● **ENTRIES PROVIDED**:

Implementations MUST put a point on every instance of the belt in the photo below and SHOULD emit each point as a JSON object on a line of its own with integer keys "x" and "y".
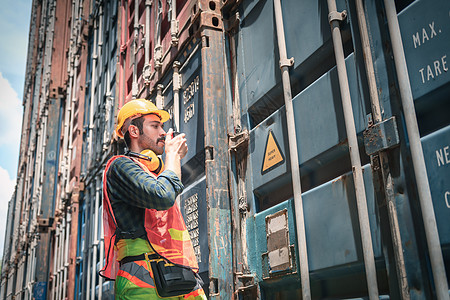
{"x": 143, "y": 256}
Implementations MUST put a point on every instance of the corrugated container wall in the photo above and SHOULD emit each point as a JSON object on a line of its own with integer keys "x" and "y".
{"x": 308, "y": 174}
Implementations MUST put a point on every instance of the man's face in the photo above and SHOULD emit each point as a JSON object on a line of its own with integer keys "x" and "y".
{"x": 153, "y": 136}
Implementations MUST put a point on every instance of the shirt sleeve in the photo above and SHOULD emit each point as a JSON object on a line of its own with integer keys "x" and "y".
{"x": 138, "y": 188}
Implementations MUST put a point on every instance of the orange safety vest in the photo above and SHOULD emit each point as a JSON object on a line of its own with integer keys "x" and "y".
{"x": 166, "y": 232}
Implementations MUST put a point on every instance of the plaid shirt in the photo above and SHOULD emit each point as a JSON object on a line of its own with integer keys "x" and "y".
{"x": 130, "y": 189}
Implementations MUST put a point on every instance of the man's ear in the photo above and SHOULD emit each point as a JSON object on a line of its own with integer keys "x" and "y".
{"x": 133, "y": 131}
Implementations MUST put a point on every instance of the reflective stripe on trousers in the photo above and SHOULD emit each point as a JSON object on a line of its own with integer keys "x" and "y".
{"x": 135, "y": 281}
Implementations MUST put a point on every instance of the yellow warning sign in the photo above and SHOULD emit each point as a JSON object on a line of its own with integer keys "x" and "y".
{"x": 273, "y": 157}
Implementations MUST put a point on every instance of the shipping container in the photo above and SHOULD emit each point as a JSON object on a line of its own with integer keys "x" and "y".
{"x": 318, "y": 136}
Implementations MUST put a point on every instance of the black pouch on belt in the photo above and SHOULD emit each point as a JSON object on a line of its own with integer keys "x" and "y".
{"x": 172, "y": 280}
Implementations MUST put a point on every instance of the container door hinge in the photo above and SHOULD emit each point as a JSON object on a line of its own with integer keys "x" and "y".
{"x": 286, "y": 62}
{"x": 238, "y": 141}
{"x": 337, "y": 16}
{"x": 245, "y": 282}
{"x": 381, "y": 136}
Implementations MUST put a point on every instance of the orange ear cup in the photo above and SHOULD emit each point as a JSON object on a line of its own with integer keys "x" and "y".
{"x": 155, "y": 164}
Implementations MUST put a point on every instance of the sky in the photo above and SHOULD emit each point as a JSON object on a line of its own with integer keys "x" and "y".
{"x": 14, "y": 27}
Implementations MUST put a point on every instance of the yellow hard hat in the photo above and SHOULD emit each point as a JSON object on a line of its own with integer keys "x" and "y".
{"x": 134, "y": 109}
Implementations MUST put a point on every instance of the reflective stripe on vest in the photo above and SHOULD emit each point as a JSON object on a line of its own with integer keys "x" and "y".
{"x": 134, "y": 273}
{"x": 166, "y": 232}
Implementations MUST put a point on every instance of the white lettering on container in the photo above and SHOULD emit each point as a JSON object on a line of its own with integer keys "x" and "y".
{"x": 191, "y": 220}
{"x": 191, "y": 90}
{"x": 434, "y": 70}
{"x": 425, "y": 36}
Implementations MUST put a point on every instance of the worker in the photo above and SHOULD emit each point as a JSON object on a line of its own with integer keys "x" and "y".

● **TASK**: Each entry above needs to be restated without a single word changed; skip the images.

● **RESULT OF THE TASK**:
Implementations MUST put a point on every instance of the belt in the photo below and SHOULD emit each point as a JSON object on a line of its own with integer keys "x" and "y".
{"x": 143, "y": 256}
Implementations MUST put a point on every instance of the corrugated container wall in the photo above and SHOULD emit each point as a JSON object on a line of its own with integer keys "x" and "y".
{"x": 308, "y": 174}
Implementations MUST put a point on every instance of the man's face in the photo above and SHOULD emit each point as a JSON object on a line of its own with integer keys "x" and "y".
{"x": 153, "y": 136}
Implementations MUST put a point on every instance of the shirt sleeve in the photo above and SHOULD emit each point as a JSON object on a line of its own with integer keys "x" and "y".
{"x": 138, "y": 188}
Implementations MUST put a point on every instance of the orange safety vest in the photo above and SHOULD emit each point as a JSON object on a line of its own with integer keys "x" and "y".
{"x": 166, "y": 232}
Implementations MUST put a point on every instance of the plaid shirt in the photo above and SHOULD emit each point as a JSON object on a line of its own with integer keys "x" and "y".
{"x": 130, "y": 189}
Implementations MUST put a point on every instance of the man's ear in the photo above and SHOULD emit each point as a JSON object on a line of its own with integer keys "x" and "y".
{"x": 133, "y": 131}
Implementations MUST put a point on every instance of the reflective stripe on trousers in the photo above and SHOULD emit each point as a JSON object on a line of its own with integer keys "x" and "y".
{"x": 135, "y": 281}
Implementations MUST put a point on every instance of the yellow warning sign in the photo above and SHOULD emit each point as a JSON object on a line of its own with integer keys "x" and "y".
{"x": 273, "y": 157}
Implementations MUST put a point on every instance of the shipping container in the photo above and SHOULD emit each point as a JSON object on a line of its own with integer keys "x" and "y".
{"x": 318, "y": 136}
Implementations MUST put a point on every instance of the black pouch on belt in the photo above and SHOULD emit each point as a JSON object on a line of its own with integer keys "x" and "y".
{"x": 172, "y": 280}
Implementations MUST put a point on every instance of the container door hinge in the photo above and SHOULD emit each point as a JSON object on a line of its own with integer keys "x" and "y".
{"x": 286, "y": 62}
{"x": 238, "y": 141}
{"x": 337, "y": 16}
{"x": 245, "y": 282}
{"x": 381, "y": 136}
Implementations MUST put a point on every instance of the orange ear cup in the photo above and SHOULD emit each point as a JSON object on a line of its own with integer keys "x" and "y".
{"x": 155, "y": 164}
Implementations MUST put a point on every instance of the sky in the photo above and SHOULD emit each point as a JSON object on a line of its own with integer keys "x" and "y".
{"x": 14, "y": 27}
Implementations MUST put a point on every instance of the yellow hard hat in the photo above and SHOULD emit each point as a JSON object on a line of its own with integer keys "x" and "y".
{"x": 134, "y": 109}
Implementations MUST put a point on every instance of the reflective stripe on vest in the photo above and SHOULD emit each point as a JSON object on a line of its own with integer keys "x" and "y".
{"x": 134, "y": 273}
{"x": 166, "y": 232}
Implementations MUST put a point on every instance of the white lettering on container in the photo above and SHOULD emit each point as a JSON object on a line of its own with integer keys "x" and "y".
{"x": 191, "y": 220}
{"x": 191, "y": 90}
{"x": 434, "y": 70}
{"x": 425, "y": 36}
Implementations MUST put a point on every instance of the worker in the photo above and SHOULD emit each point as a JSON object on a line of its own with integer keys "x" and "y".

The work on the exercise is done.